### What this task involves:
Use the article below about the student exchange camp to answer these:
1. Where has the camp been moved to, and for what dates?
2. How many countries now take part in ASSE International Student Exchange Programs?
3. What will the students do on the fifth day of each week?

### Text shown:
•••••

The camp, which was to be in Waxahachie, has been rescheduled for 
July 26 to Aug. 25 in Roanoke.  All of the students need nearby 
families for the cultural enrichment camp, which is designed to 
help the students learn American culture and to brush up on their 
English.
The camp is sponsored by ASSE International Student Exchange 
Programs, which started by the Swedish government in 1976 as the 
American-Scandinavian Student Exchange by the Swedish government 
but has expanded to 31 participating countries.
Pam Bilton, an ASSE area coordinator, said the students looking for 
local host families include six students from France, three from 
Japan, three from Taiwan, two from China, two from Germany and two 
from Mexico.
Bilton said a total of 39 students, most of whom have host families, 
will participate in the Roanoke camp.  All are proficient in 
English.
"They are all coming for the academic school year, but not all of 
them are staying in Texas," she said.  "They come a month early to 
go to the camp to practice their English and learn the culture."
The students will study in class four days a week and on the fifth 
day will go on an excursion to a nearby city. 
The students also plan to volunteer one day at the Roanoke Senior 
Center, Bilton said.
Bilton, of Roanoke, said that she hopes host families can be found 
nearby in the Northwest school district and in Southlake, Grapevine, 
Colleyville and Flower Mound.  She said the experience is not only 
helpful to the students but is a good way for families to have a 
brief experience with the foreign student exchange program.
In addition to the students who are scheduled to attend the camp in 
Roanoke, ASSE is still looking for area host families for the 
2007-2008 academic year.
Without host families, the students will not be able to participate 
in the exchange program this year.

•••••

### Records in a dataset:
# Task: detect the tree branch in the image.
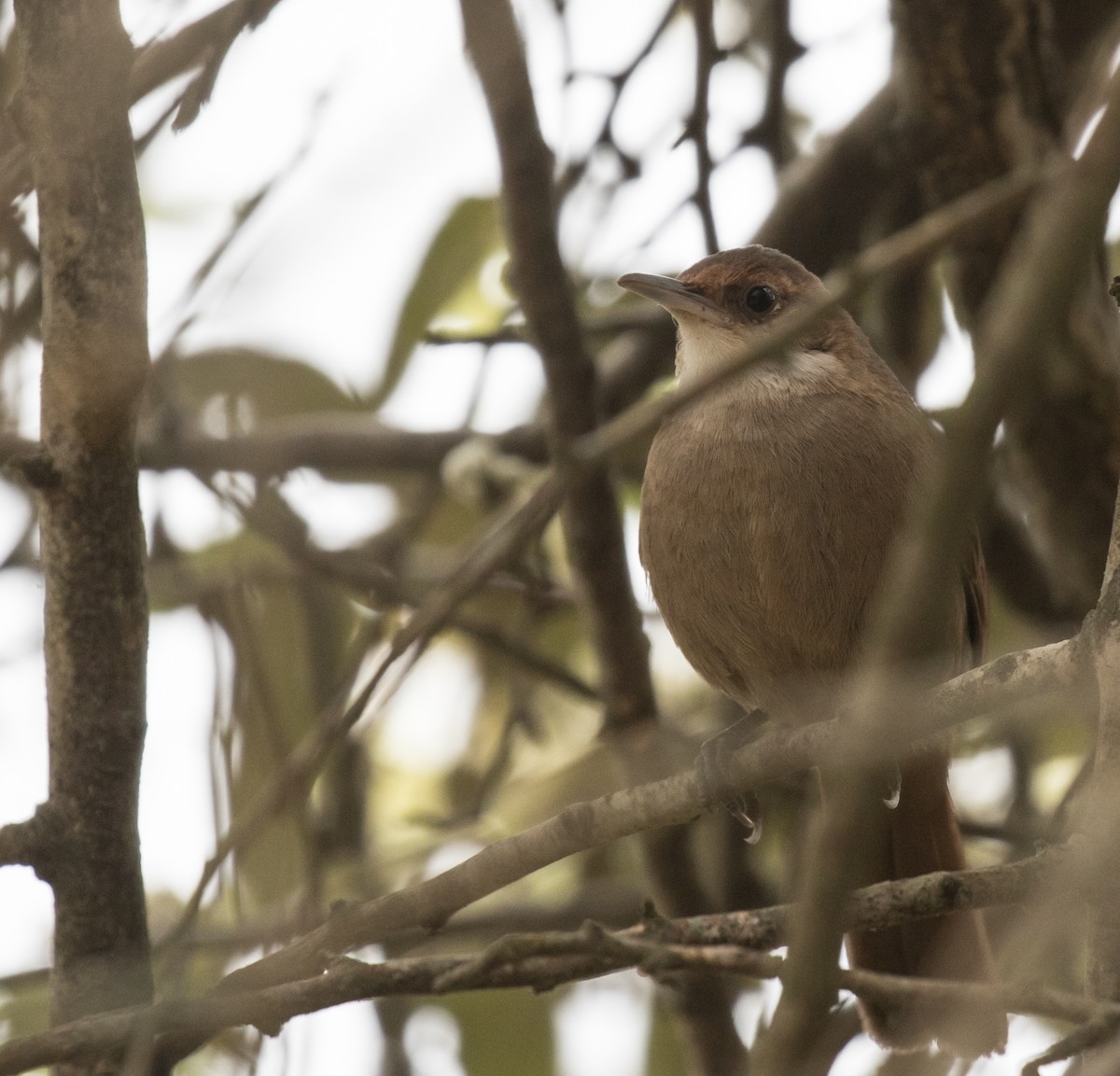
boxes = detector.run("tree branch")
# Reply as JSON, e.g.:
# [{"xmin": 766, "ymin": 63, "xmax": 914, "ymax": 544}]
[
  {"xmin": 0, "ymin": 850, "xmax": 1084, "ymax": 1076},
  {"xmin": 460, "ymin": 0, "xmax": 656, "ymax": 727},
  {"xmin": 13, "ymin": 0, "xmax": 152, "ymax": 1022},
  {"xmin": 761, "ymin": 61, "xmax": 1120, "ymax": 1076}
]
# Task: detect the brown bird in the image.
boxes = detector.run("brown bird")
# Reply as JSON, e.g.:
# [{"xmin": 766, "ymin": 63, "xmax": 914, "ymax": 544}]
[{"xmin": 620, "ymin": 246, "xmax": 1007, "ymax": 1055}]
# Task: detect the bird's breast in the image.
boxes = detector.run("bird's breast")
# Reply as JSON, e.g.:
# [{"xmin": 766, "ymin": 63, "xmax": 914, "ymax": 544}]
[{"xmin": 639, "ymin": 379, "xmax": 928, "ymax": 713}]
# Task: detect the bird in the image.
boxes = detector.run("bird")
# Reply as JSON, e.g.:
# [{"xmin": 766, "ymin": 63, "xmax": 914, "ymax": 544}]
[{"xmin": 618, "ymin": 245, "xmax": 1007, "ymax": 1055}]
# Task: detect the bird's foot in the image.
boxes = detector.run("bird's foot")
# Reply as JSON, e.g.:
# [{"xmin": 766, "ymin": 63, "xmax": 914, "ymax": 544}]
[{"xmin": 695, "ymin": 710, "xmax": 766, "ymax": 845}]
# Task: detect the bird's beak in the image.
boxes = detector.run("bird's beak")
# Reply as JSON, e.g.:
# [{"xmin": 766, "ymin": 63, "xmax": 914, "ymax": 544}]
[{"xmin": 618, "ymin": 273, "xmax": 732, "ymax": 327}]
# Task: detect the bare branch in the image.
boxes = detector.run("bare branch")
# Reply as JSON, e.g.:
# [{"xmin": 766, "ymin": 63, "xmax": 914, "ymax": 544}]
[
  {"xmin": 761, "ymin": 69, "xmax": 1120, "ymax": 1076},
  {"xmin": 461, "ymin": 0, "xmax": 656, "ymax": 727},
  {"xmin": 13, "ymin": 0, "xmax": 152, "ymax": 1022},
  {"xmin": 0, "ymin": 851, "xmax": 1093, "ymax": 1076}
]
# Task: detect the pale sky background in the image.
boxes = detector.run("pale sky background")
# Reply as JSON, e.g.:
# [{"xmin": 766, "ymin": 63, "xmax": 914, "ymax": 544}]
[{"xmin": 0, "ymin": 0, "xmax": 1115, "ymax": 1076}]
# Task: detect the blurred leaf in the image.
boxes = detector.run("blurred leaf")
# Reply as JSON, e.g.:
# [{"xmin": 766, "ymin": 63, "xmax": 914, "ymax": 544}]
[
  {"xmin": 441, "ymin": 990, "xmax": 556, "ymax": 1076},
  {"xmin": 366, "ymin": 198, "xmax": 502, "ymax": 409},
  {"xmin": 152, "ymin": 347, "xmax": 360, "ymax": 424},
  {"xmin": 646, "ymin": 991, "xmax": 688, "ymax": 1076},
  {"xmin": 162, "ymin": 496, "xmax": 357, "ymax": 904},
  {"xmin": 0, "ymin": 974, "xmax": 50, "ymax": 1039}
]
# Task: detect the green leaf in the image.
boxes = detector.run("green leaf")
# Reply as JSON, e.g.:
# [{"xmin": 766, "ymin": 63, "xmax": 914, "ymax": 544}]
[
  {"xmin": 439, "ymin": 990, "xmax": 555, "ymax": 1076},
  {"xmin": 366, "ymin": 198, "xmax": 502, "ymax": 409},
  {"xmin": 153, "ymin": 347, "xmax": 362, "ymax": 425}
]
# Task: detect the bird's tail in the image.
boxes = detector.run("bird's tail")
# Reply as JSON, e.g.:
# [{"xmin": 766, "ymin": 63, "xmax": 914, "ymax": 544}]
[{"xmin": 842, "ymin": 752, "xmax": 1007, "ymax": 1057}]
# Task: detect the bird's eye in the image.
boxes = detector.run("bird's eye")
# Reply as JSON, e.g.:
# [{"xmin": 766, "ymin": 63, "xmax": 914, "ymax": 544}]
[{"xmin": 747, "ymin": 285, "xmax": 777, "ymax": 314}]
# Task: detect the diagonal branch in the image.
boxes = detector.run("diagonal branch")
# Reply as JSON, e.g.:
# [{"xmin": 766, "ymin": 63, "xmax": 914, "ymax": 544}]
[
  {"xmin": 461, "ymin": 0, "xmax": 656, "ymax": 728},
  {"xmin": 760, "ymin": 64, "xmax": 1120, "ymax": 1076},
  {"xmin": 0, "ymin": 850, "xmax": 1084, "ymax": 1076}
]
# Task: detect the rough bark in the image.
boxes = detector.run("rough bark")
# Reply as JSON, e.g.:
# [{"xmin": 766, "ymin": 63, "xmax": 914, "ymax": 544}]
[{"xmin": 13, "ymin": 0, "xmax": 152, "ymax": 1048}]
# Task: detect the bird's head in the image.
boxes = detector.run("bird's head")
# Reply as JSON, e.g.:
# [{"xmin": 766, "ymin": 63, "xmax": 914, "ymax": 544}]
[{"xmin": 618, "ymin": 246, "xmax": 851, "ymax": 381}]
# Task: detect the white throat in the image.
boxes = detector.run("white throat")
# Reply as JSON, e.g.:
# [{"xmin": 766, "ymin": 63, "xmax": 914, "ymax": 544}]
[{"xmin": 677, "ymin": 318, "xmax": 840, "ymax": 392}]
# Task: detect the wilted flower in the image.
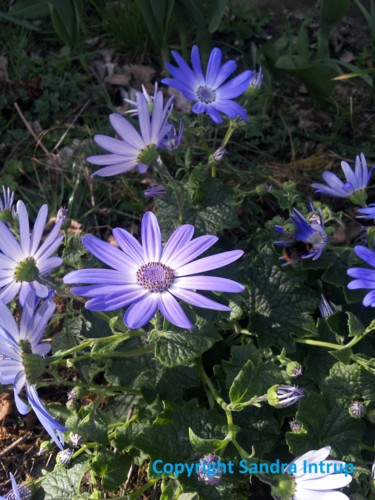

•••••

### Full answer:
1. Roanoke, from July 26 to Aug. 25.
2. 31 countries.
3. They will go on an excursion to a nearby city.